WHAT TO WORK ON:
Only the lines from the one containing "For each instance of the leaf tip" through the end of the material are to be echoed, each exactly as it appears.
--- begin RECORDS PROVIDED ---
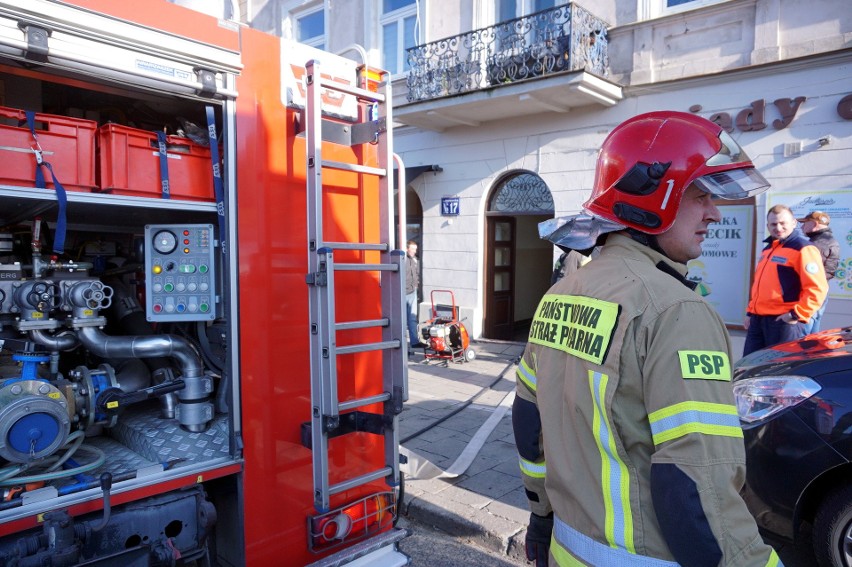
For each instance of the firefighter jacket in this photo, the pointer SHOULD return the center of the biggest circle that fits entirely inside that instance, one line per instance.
(829, 248)
(789, 277)
(629, 371)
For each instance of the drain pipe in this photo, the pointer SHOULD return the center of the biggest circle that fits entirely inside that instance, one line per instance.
(65, 340)
(194, 410)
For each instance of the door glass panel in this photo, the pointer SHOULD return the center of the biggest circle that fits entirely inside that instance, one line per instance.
(502, 256)
(501, 281)
(503, 232)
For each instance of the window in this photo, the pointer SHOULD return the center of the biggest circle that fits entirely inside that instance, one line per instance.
(399, 19)
(310, 27)
(511, 9)
(655, 8)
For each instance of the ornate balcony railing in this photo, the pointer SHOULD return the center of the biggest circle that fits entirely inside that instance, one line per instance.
(562, 39)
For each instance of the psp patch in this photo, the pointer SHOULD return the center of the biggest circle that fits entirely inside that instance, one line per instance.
(705, 365)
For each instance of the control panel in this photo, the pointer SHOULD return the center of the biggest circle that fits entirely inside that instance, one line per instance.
(181, 272)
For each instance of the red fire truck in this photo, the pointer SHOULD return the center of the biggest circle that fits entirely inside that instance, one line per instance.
(201, 301)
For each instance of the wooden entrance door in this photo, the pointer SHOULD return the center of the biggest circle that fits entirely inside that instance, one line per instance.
(500, 278)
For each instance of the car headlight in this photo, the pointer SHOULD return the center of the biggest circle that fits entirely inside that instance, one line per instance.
(758, 399)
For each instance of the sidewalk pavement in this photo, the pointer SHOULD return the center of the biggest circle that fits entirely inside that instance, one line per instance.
(486, 503)
(448, 403)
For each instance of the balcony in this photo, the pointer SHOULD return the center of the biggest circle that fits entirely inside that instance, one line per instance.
(553, 60)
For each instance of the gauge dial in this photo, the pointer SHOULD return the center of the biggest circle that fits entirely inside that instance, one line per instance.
(165, 242)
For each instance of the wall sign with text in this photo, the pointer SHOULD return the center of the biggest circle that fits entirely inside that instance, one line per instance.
(723, 271)
(450, 206)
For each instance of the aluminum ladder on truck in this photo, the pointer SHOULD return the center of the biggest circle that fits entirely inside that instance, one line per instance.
(329, 416)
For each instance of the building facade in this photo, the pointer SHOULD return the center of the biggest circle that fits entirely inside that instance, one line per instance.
(502, 105)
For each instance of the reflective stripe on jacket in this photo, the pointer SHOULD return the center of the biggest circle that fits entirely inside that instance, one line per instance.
(645, 458)
(789, 277)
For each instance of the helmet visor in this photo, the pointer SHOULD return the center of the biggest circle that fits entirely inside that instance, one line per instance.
(733, 184)
(576, 232)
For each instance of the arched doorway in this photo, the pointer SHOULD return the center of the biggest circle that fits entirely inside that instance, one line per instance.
(518, 263)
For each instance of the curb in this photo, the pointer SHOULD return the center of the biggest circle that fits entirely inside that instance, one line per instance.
(477, 528)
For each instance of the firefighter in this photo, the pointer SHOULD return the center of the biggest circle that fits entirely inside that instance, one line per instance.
(625, 384)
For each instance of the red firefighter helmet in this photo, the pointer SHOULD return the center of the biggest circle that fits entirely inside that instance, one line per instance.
(647, 162)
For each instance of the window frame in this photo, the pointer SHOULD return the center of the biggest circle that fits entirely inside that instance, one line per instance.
(295, 14)
(398, 18)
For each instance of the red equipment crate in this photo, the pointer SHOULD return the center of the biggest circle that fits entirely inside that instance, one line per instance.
(68, 145)
(129, 164)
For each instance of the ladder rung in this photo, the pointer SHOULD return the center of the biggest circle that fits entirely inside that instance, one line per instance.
(382, 247)
(366, 347)
(366, 267)
(355, 167)
(362, 324)
(349, 89)
(352, 404)
(359, 480)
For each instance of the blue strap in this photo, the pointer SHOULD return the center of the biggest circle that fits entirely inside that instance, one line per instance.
(218, 186)
(61, 197)
(164, 166)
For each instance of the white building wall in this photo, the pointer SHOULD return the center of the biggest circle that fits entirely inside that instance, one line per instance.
(562, 149)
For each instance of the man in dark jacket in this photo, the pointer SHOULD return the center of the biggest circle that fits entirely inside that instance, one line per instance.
(412, 283)
(815, 226)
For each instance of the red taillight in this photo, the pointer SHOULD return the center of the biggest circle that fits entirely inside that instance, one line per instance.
(352, 522)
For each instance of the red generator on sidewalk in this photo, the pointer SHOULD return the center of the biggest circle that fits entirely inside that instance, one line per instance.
(185, 381)
(444, 335)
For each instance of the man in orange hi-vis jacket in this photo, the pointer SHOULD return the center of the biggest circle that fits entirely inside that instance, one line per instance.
(789, 284)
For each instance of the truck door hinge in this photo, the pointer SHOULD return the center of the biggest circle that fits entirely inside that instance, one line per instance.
(37, 48)
(343, 424)
(207, 78)
(317, 278)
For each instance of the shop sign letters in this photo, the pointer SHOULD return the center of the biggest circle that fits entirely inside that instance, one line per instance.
(754, 116)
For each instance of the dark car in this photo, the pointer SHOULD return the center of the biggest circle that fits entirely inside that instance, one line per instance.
(795, 405)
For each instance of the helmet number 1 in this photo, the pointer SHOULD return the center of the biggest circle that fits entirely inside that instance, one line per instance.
(670, 184)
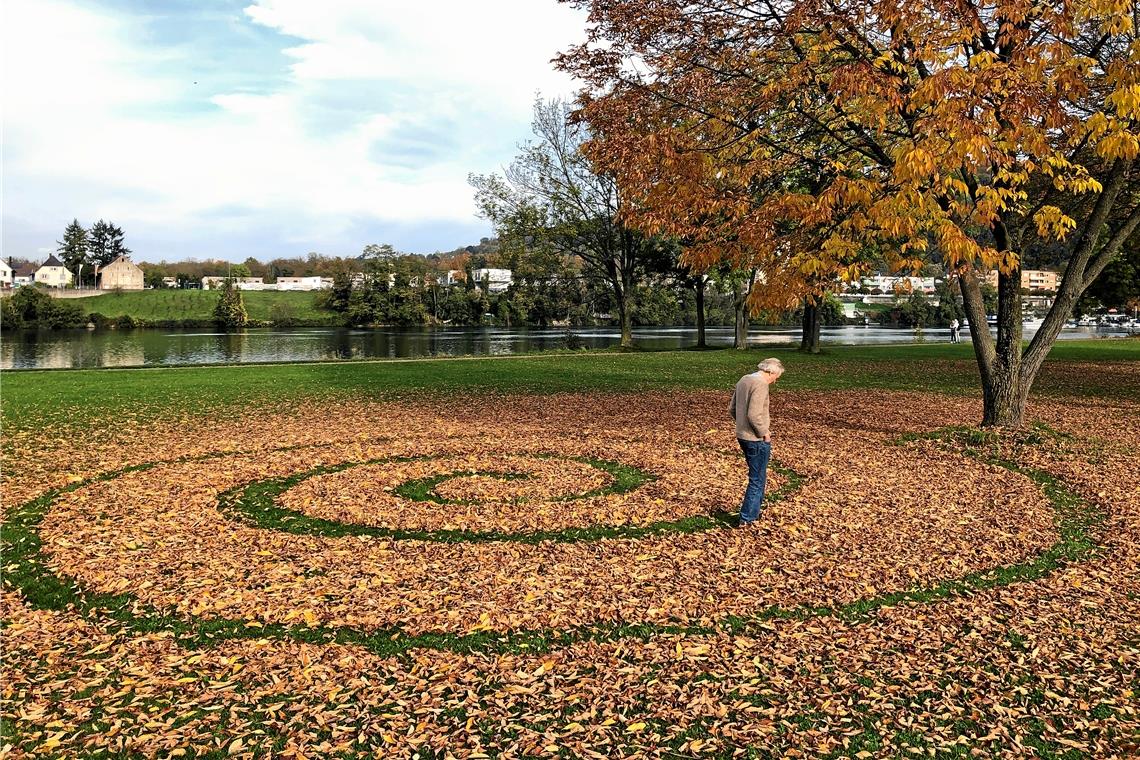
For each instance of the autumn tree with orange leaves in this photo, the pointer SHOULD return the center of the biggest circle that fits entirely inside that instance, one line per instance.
(811, 136)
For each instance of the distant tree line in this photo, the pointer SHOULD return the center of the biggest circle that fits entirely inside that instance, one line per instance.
(81, 248)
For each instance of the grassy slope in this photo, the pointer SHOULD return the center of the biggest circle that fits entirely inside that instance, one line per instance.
(195, 304)
(78, 397)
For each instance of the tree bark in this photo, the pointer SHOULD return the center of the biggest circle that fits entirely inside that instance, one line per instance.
(1002, 392)
(740, 305)
(809, 336)
(699, 287)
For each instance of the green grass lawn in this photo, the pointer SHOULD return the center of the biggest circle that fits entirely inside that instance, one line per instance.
(72, 398)
(171, 304)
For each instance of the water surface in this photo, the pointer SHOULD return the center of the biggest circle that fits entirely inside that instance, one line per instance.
(139, 348)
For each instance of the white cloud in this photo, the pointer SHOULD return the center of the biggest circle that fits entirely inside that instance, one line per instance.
(100, 123)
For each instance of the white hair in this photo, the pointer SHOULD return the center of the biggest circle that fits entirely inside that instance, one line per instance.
(771, 366)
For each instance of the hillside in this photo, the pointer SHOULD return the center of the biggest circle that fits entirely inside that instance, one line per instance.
(168, 305)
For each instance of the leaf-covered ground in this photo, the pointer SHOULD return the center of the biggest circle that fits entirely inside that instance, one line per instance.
(532, 575)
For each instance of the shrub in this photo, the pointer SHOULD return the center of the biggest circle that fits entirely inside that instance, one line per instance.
(283, 313)
(229, 312)
(32, 307)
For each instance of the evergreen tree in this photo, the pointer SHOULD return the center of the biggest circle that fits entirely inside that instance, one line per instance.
(105, 243)
(230, 309)
(73, 248)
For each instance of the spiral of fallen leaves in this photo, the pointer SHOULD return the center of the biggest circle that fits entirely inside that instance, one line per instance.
(389, 580)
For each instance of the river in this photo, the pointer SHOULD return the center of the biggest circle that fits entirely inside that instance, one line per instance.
(148, 348)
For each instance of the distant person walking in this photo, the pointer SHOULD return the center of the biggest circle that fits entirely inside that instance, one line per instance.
(749, 408)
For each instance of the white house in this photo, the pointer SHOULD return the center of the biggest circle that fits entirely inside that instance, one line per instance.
(890, 285)
(239, 283)
(53, 274)
(497, 279)
(300, 283)
(121, 274)
(23, 275)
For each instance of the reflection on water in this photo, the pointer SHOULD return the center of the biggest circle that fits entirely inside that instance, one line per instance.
(76, 349)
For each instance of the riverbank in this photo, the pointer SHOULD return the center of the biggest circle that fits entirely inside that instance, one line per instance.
(79, 398)
(193, 308)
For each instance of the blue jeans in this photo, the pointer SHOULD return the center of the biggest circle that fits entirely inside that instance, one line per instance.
(757, 455)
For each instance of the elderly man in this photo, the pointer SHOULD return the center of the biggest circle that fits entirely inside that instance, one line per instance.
(749, 408)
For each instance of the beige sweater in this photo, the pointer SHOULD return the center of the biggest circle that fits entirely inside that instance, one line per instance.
(749, 407)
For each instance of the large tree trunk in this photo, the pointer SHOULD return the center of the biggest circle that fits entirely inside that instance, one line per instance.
(699, 287)
(1002, 394)
(1004, 390)
(809, 337)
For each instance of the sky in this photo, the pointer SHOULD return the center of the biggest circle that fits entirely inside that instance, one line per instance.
(267, 128)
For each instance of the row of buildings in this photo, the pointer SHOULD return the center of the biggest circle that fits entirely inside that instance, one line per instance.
(120, 274)
(495, 280)
(1032, 279)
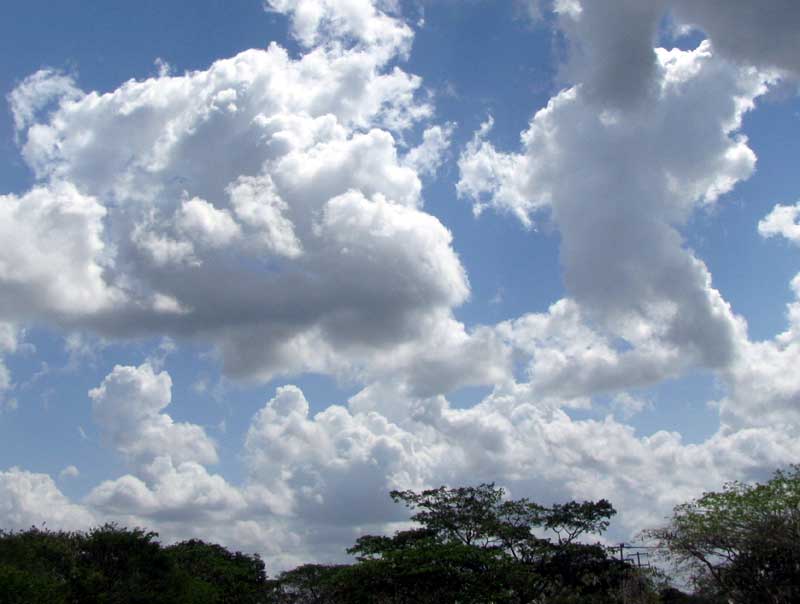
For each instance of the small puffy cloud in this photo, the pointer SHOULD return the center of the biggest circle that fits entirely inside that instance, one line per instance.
(752, 32)
(317, 21)
(37, 92)
(69, 472)
(781, 221)
(180, 493)
(202, 222)
(54, 258)
(127, 407)
(427, 157)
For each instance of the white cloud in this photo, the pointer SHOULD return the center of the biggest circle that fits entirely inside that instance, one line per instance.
(619, 185)
(69, 471)
(427, 157)
(316, 21)
(757, 33)
(781, 221)
(218, 205)
(54, 258)
(127, 407)
(29, 499)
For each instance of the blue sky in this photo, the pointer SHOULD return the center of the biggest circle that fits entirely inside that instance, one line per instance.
(264, 262)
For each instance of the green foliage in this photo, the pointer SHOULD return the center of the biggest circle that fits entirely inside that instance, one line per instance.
(742, 543)
(115, 565)
(220, 576)
(474, 546)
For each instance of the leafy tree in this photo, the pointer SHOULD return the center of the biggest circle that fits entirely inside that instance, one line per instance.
(474, 546)
(120, 565)
(218, 575)
(741, 543)
(36, 566)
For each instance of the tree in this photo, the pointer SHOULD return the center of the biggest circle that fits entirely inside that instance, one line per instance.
(472, 545)
(743, 542)
(221, 576)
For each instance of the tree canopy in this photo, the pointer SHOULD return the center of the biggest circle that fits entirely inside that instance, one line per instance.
(741, 543)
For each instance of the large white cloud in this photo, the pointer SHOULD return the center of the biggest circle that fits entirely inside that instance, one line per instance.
(618, 185)
(262, 206)
(127, 407)
(31, 499)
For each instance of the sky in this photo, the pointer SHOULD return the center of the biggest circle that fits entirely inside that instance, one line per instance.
(263, 262)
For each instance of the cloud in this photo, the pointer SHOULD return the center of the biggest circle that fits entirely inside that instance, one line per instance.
(427, 157)
(127, 407)
(69, 472)
(317, 21)
(618, 186)
(781, 221)
(260, 206)
(54, 259)
(763, 34)
(30, 499)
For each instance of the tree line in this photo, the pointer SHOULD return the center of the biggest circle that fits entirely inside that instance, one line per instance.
(468, 545)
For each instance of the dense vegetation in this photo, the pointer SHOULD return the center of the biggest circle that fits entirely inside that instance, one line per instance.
(469, 545)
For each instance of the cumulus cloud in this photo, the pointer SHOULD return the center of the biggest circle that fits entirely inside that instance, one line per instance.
(127, 407)
(781, 221)
(260, 206)
(763, 34)
(30, 499)
(619, 185)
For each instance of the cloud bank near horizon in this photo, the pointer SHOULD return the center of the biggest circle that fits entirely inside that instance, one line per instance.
(270, 209)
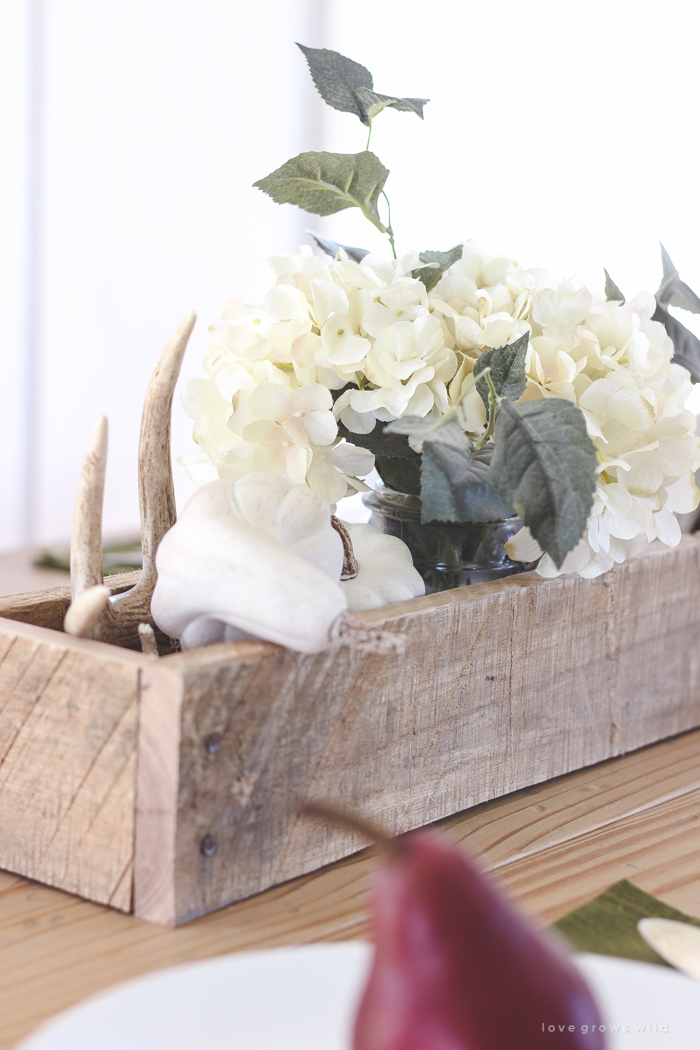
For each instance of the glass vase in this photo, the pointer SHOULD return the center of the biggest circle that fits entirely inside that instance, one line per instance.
(446, 553)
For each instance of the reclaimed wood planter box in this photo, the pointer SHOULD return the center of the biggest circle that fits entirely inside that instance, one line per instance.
(171, 786)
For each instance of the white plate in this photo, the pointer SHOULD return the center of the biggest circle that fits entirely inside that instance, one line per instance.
(304, 999)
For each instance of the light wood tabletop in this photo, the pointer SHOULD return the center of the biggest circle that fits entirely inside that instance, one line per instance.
(552, 847)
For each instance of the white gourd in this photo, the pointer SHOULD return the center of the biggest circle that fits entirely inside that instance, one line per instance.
(255, 558)
(385, 570)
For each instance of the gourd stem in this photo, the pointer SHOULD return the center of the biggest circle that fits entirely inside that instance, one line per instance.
(351, 567)
(323, 811)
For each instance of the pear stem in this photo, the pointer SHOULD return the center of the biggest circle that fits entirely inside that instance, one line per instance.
(334, 815)
(351, 568)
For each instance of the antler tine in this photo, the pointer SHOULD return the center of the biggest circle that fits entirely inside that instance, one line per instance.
(86, 534)
(156, 494)
(120, 621)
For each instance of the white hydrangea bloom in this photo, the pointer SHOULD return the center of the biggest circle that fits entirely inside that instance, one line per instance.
(615, 363)
(372, 334)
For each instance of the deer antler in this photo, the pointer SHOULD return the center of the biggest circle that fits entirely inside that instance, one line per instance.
(86, 536)
(119, 621)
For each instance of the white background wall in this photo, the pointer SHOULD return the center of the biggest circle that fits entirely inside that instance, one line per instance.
(131, 130)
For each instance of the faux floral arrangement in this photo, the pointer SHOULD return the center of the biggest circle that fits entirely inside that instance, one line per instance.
(487, 390)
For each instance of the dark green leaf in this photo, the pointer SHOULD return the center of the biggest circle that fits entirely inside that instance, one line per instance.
(454, 481)
(332, 247)
(379, 441)
(401, 474)
(373, 103)
(338, 79)
(507, 365)
(437, 263)
(674, 292)
(686, 345)
(325, 183)
(613, 293)
(544, 466)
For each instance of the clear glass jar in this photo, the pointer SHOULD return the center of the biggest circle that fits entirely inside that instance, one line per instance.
(446, 553)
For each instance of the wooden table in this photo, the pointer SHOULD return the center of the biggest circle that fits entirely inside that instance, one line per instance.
(552, 847)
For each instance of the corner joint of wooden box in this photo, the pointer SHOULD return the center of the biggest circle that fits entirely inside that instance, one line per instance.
(157, 776)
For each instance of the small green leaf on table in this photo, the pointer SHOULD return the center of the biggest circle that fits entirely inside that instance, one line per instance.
(544, 466)
(326, 183)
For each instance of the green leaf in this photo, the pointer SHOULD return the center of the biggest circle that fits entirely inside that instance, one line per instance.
(381, 441)
(507, 365)
(374, 103)
(544, 466)
(338, 80)
(454, 482)
(437, 263)
(332, 247)
(613, 293)
(686, 345)
(401, 474)
(674, 292)
(325, 183)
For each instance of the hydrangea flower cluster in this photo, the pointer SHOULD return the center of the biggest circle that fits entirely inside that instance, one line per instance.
(387, 347)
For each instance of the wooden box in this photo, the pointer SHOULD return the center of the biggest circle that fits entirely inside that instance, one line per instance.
(171, 785)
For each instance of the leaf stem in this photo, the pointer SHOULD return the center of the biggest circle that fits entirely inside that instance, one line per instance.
(388, 230)
(493, 400)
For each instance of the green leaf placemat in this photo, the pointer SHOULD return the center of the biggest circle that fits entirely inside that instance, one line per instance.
(608, 924)
(119, 558)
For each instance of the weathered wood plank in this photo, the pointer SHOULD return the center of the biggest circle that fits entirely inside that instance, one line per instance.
(47, 608)
(503, 686)
(56, 949)
(68, 719)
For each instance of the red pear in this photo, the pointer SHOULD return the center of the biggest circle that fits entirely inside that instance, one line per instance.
(457, 966)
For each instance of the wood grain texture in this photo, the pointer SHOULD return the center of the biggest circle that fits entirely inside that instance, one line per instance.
(47, 608)
(554, 845)
(68, 719)
(503, 685)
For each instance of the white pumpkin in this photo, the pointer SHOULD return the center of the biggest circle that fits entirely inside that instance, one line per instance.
(385, 570)
(255, 558)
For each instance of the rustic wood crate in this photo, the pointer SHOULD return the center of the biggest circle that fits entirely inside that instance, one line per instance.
(171, 786)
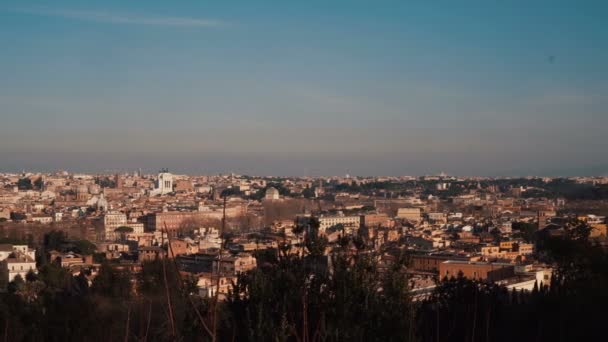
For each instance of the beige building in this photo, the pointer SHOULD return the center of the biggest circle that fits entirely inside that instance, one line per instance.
(410, 214)
(350, 223)
(111, 221)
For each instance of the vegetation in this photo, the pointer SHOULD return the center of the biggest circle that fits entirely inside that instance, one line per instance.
(352, 296)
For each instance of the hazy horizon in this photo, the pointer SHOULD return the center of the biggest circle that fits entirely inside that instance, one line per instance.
(305, 89)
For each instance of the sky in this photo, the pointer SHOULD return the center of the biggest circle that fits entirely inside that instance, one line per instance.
(305, 88)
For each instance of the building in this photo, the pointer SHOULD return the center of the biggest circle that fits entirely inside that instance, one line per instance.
(111, 221)
(484, 271)
(410, 214)
(164, 184)
(350, 223)
(272, 194)
(18, 265)
(16, 260)
(151, 254)
(430, 263)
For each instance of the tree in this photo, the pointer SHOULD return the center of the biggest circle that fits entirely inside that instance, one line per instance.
(84, 247)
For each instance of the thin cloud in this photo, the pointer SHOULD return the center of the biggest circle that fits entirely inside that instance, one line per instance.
(114, 18)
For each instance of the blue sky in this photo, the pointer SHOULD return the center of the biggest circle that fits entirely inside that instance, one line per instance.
(306, 87)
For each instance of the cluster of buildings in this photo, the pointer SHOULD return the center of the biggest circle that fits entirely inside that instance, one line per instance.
(448, 226)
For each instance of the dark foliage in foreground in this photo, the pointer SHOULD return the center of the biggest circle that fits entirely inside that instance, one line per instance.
(296, 298)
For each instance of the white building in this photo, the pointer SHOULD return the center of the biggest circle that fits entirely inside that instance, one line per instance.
(111, 221)
(16, 260)
(272, 194)
(164, 184)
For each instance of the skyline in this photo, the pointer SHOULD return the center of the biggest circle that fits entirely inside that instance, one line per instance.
(305, 89)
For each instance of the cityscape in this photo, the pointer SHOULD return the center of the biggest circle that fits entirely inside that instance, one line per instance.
(317, 171)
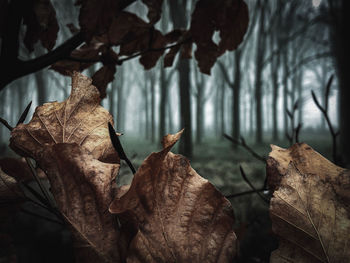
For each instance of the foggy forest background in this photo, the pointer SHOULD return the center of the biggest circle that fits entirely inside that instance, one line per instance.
(261, 92)
(285, 54)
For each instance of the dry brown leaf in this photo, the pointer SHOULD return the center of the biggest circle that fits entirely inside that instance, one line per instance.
(310, 208)
(180, 216)
(82, 187)
(80, 119)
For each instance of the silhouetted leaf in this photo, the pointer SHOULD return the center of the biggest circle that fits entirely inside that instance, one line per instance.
(310, 209)
(229, 17)
(179, 216)
(96, 16)
(41, 22)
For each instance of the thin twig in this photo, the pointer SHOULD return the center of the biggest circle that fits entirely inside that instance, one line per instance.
(120, 61)
(245, 178)
(324, 111)
(119, 148)
(6, 124)
(24, 114)
(244, 145)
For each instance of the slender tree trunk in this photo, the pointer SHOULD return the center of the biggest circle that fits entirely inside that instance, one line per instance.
(121, 103)
(178, 14)
(222, 110)
(169, 113)
(185, 105)
(146, 111)
(163, 100)
(153, 94)
(274, 71)
(340, 47)
(285, 92)
(300, 97)
(41, 87)
(260, 49)
(199, 111)
(217, 113)
(236, 98)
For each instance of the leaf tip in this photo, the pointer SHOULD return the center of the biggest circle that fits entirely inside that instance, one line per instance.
(170, 139)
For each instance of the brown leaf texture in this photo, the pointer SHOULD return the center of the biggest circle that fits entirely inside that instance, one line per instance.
(80, 119)
(82, 187)
(180, 216)
(229, 17)
(310, 208)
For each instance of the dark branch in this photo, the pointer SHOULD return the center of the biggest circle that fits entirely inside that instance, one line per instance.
(118, 147)
(324, 111)
(245, 178)
(24, 114)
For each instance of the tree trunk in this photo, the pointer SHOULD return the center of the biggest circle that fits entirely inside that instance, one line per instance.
(41, 87)
(199, 110)
(178, 13)
(222, 110)
(274, 71)
(340, 46)
(285, 92)
(260, 49)
(185, 147)
(121, 103)
(163, 100)
(153, 98)
(236, 97)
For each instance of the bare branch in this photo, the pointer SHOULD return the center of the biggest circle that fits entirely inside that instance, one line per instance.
(252, 186)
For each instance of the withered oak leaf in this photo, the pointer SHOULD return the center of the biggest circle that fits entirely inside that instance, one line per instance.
--- end RECORDS PROVIDED ---
FULL SOLUTION:
For each instance of the leaf tip in this photo, the pointer SHOULD return the center of the biggest circle that fits entirely inside that instance, one line per instance.
(170, 139)
For each instance of the brown leaf texture in this photo, the pointer SHOULD return the center of the biggest circle that fits entirely inside that instance, one line per instance.
(80, 119)
(82, 187)
(180, 216)
(229, 17)
(310, 208)
For each instance of the dark branch in this photo, the pointer SHOULD return the center of the biggest circle that fits entirely inside that instance, one line per instance.
(118, 147)
(324, 111)
(245, 178)
(24, 114)
For each instance of the tree trunk in this photo, the pointer SHOULD return the center of the biggest circle that fits entirely inside that instance, one line per instance.
(41, 87)
(199, 110)
(178, 13)
(222, 110)
(274, 71)
(340, 46)
(285, 92)
(260, 49)
(185, 147)
(121, 103)
(163, 100)
(153, 98)
(236, 97)
For each instance of the bare branch in this photo, the pointer SHOULD return the center of the biggest circle that fits entirely inside that instance, one line per instance.
(252, 186)
For each instance of the withered oak leaf in this photo, the pointer SHOULD return the center of the biggest circle that fits entirely inside that instance, one line per instance.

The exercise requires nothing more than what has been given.